**Task details:** Each line of the records below that contains "building" needs to be copied.

● ● ● ● ● ● ●

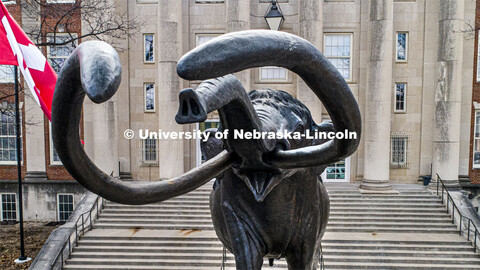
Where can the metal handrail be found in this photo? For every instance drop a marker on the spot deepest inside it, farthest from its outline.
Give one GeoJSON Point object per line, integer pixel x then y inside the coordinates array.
{"type": "Point", "coordinates": [80, 229]}
{"type": "Point", "coordinates": [476, 233]}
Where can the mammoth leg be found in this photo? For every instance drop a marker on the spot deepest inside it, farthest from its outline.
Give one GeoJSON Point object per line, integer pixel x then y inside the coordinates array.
{"type": "Point", "coordinates": [245, 247]}
{"type": "Point", "coordinates": [303, 257]}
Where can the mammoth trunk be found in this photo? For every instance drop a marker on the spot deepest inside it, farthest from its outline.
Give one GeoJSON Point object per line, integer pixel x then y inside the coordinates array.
{"type": "Point", "coordinates": [94, 69]}
{"type": "Point", "coordinates": [227, 95]}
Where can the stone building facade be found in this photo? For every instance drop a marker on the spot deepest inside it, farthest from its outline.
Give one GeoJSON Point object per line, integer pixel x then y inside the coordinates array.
{"type": "Point", "coordinates": [408, 63]}
{"type": "Point", "coordinates": [474, 166]}
{"type": "Point", "coordinates": [50, 193]}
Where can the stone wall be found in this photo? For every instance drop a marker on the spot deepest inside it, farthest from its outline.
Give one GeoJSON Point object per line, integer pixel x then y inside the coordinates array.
{"type": "Point", "coordinates": [40, 197]}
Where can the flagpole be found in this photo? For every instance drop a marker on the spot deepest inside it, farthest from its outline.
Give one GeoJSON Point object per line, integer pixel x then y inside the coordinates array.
{"type": "Point", "coordinates": [22, 257]}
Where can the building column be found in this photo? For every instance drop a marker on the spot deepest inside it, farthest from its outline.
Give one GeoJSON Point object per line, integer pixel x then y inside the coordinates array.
{"type": "Point", "coordinates": [171, 161]}
{"type": "Point", "coordinates": [238, 19]}
{"type": "Point", "coordinates": [311, 29]}
{"type": "Point", "coordinates": [34, 139]}
{"type": "Point", "coordinates": [123, 102]}
{"type": "Point", "coordinates": [34, 121]}
{"type": "Point", "coordinates": [376, 130]}
{"type": "Point", "coordinates": [100, 134]}
{"type": "Point", "coordinates": [447, 99]}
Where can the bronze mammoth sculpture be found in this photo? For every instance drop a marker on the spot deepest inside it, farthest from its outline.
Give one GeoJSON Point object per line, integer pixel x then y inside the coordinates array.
{"type": "Point", "coordinates": [267, 200]}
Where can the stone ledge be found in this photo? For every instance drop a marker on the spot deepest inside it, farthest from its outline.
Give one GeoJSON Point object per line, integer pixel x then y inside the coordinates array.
{"type": "Point", "coordinates": [54, 244]}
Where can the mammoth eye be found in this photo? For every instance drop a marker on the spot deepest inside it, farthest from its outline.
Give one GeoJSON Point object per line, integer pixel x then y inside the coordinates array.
{"type": "Point", "coordinates": [299, 129]}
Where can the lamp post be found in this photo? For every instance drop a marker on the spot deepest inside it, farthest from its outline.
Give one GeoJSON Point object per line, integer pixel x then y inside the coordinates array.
{"type": "Point", "coordinates": [22, 257]}
{"type": "Point", "coordinates": [274, 16]}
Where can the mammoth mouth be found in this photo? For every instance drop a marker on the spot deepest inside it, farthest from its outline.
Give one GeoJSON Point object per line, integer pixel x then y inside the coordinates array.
{"type": "Point", "coordinates": [260, 183]}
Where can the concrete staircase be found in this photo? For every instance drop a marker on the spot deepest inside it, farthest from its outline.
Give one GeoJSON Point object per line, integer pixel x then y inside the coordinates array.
{"type": "Point", "coordinates": [410, 230]}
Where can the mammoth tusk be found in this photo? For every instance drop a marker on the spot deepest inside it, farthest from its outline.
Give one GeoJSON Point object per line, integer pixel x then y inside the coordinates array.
{"type": "Point", "coordinates": [94, 69]}
{"type": "Point", "coordinates": [237, 51]}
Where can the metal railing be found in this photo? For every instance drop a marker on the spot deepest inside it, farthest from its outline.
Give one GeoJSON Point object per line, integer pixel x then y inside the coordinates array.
{"type": "Point", "coordinates": [83, 224]}
{"type": "Point", "coordinates": [470, 227]}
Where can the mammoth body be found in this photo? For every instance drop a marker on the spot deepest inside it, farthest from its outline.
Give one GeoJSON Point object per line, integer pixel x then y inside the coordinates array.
{"type": "Point", "coordinates": [267, 199]}
{"type": "Point", "coordinates": [289, 223]}
{"type": "Point", "coordinates": [291, 220]}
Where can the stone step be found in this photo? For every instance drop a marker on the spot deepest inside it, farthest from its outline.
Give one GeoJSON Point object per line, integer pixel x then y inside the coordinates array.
{"type": "Point", "coordinates": [331, 223]}
{"type": "Point", "coordinates": [334, 198]}
{"type": "Point", "coordinates": [333, 213]}
{"type": "Point", "coordinates": [327, 249]}
{"type": "Point", "coordinates": [333, 218]}
{"type": "Point", "coordinates": [394, 230]}
{"type": "Point", "coordinates": [215, 262]}
{"type": "Point", "coordinates": [175, 245]}
{"type": "Point", "coordinates": [397, 266]}
{"type": "Point", "coordinates": [206, 204]}
{"type": "Point", "coordinates": [411, 229]}
{"type": "Point", "coordinates": [403, 260]}
{"type": "Point", "coordinates": [190, 254]}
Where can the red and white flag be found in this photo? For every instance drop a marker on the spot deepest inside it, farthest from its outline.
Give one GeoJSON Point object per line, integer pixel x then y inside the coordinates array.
{"type": "Point", "coordinates": [18, 50]}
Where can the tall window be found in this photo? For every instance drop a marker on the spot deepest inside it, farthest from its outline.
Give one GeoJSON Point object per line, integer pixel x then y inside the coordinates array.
{"type": "Point", "coordinates": [7, 74]}
{"type": "Point", "coordinates": [149, 89]}
{"type": "Point", "coordinates": [149, 149]}
{"type": "Point", "coordinates": [273, 74]}
{"type": "Point", "coordinates": [64, 206]}
{"type": "Point", "coordinates": [148, 48]}
{"type": "Point", "coordinates": [400, 97]}
{"type": "Point", "coordinates": [209, 123]}
{"type": "Point", "coordinates": [54, 158]}
{"type": "Point", "coordinates": [478, 56]}
{"type": "Point", "coordinates": [476, 141]}
{"type": "Point", "coordinates": [9, 206]}
{"type": "Point", "coordinates": [59, 53]}
{"type": "Point", "coordinates": [209, 1]}
{"type": "Point", "coordinates": [60, 1]}
{"type": "Point", "coordinates": [336, 171]}
{"type": "Point", "coordinates": [402, 47]}
{"type": "Point", "coordinates": [338, 49]}
{"type": "Point", "coordinates": [202, 38]}
{"type": "Point", "coordinates": [8, 141]}
{"type": "Point", "coordinates": [398, 151]}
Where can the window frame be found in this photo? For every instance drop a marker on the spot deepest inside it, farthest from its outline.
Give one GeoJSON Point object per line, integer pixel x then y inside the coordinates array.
{"type": "Point", "coordinates": [10, 163]}
{"type": "Point", "coordinates": [58, 205]}
{"type": "Point", "coordinates": [198, 35]}
{"type": "Point", "coordinates": [51, 146]}
{"type": "Point", "coordinates": [144, 152]}
{"type": "Point", "coordinates": [1, 206]}
{"type": "Point", "coordinates": [406, 142]}
{"type": "Point", "coordinates": [198, 155]}
{"type": "Point", "coordinates": [267, 80]}
{"type": "Point", "coordinates": [478, 56]}
{"type": "Point", "coordinates": [145, 98]}
{"type": "Point", "coordinates": [12, 80]}
{"type": "Point", "coordinates": [477, 112]}
{"type": "Point", "coordinates": [350, 71]}
{"type": "Point", "coordinates": [49, 56]}
{"type": "Point", "coordinates": [406, 46]}
{"type": "Point", "coordinates": [404, 110]}
{"type": "Point", "coordinates": [209, 1]}
{"type": "Point", "coordinates": [145, 61]}
{"type": "Point", "coordinates": [61, 1]}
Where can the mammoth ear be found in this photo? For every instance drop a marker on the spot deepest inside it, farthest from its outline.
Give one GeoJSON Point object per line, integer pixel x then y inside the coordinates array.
{"type": "Point", "coordinates": [325, 126]}
{"type": "Point", "coordinates": [212, 146]}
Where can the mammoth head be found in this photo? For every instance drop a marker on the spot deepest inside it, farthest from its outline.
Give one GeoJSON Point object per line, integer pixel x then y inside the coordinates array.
{"type": "Point", "coordinates": [94, 69]}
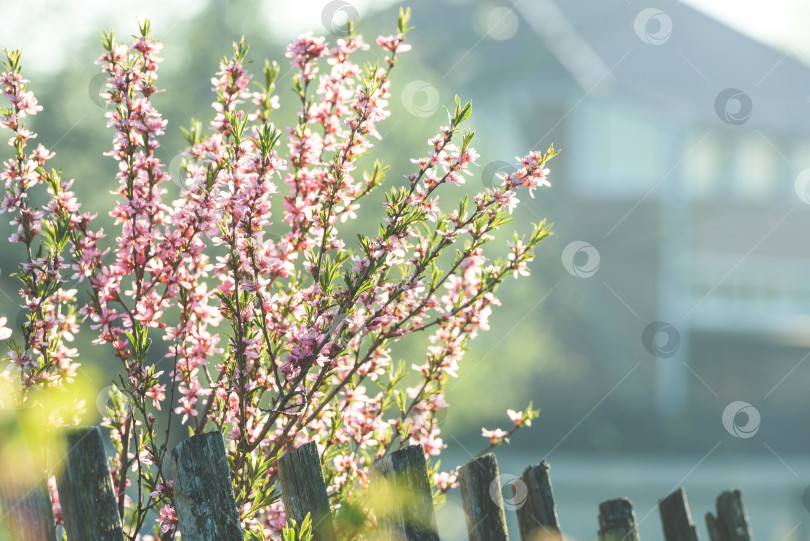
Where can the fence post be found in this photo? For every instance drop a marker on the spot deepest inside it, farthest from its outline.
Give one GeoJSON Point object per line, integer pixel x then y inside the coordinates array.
{"type": "Point", "coordinates": [537, 516]}
{"type": "Point", "coordinates": [676, 519]}
{"type": "Point", "coordinates": [203, 493]}
{"type": "Point", "coordinates": [304, 491]}
{"type": "Point", "coordinates": [731, 523]}
{"type": "Point", "coordinates": [482, 499]}
{"type": "Point", "coordinates": [617, 521]}
{"type": "Point", "coordinates": [86, 494]}
{"type": "Point", "coordinates": [402, 498]}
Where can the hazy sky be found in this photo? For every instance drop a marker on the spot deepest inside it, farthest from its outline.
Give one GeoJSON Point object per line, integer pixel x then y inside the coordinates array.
{"type": "Point", "coordinates": [47, 40]}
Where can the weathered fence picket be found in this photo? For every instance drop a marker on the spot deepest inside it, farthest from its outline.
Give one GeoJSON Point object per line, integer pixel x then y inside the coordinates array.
{"type": "Point", "coordinates": [203, 492]}
{"type": "Point", "coordinates": [86, 495]}
{"type": "Point", "coordinates": [402, 497]}
{"type": "Point", "coordinates": [482, 499]}
{"type": "Point", "coordinates": [676, 519]}
{"type": "Point", "coordinates": [731, 523]}
{"type": "Point", "coordinates": [617, 521]}
{"type": "Point", "coordinates": [537, 516]}
{"type": "Point", "coordinates": [304, 491]}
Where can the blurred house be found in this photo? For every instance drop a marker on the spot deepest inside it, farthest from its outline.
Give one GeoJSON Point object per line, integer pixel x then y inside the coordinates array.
{"type": "Point", "coordinates": [685, 144]}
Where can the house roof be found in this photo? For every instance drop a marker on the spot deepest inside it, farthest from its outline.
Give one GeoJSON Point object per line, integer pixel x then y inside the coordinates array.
{"type": "Point", "coordinates": [566, 47]}
{"type": "Point", "coordinates": [678, 57]}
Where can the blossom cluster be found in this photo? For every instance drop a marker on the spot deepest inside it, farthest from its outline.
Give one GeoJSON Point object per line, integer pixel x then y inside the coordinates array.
{"type": "Point", "coordinates": [276, 331]}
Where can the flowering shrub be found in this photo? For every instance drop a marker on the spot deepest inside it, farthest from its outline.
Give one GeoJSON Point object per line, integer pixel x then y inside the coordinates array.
{"type": "Point", "coordinates": [273, 341]}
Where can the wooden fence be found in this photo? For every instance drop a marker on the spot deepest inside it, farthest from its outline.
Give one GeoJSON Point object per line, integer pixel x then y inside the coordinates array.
{"type": "Point", "coordinates": [399, 485]}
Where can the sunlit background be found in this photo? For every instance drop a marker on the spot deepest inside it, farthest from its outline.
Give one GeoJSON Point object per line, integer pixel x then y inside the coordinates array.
{"type": "Point", "coordinates": [665, 327]}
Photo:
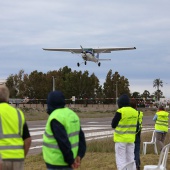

● ● ● ● ● ● ●

**Solution to the exercise:**
Where can the stone building facade be found in this photo? For every instance drop a marker on the spot deepest inside it, farthest from its outline.
Where can the building column be found in this photo? For every instance drop a marker on the spot deepest inside it, farthest from its outline.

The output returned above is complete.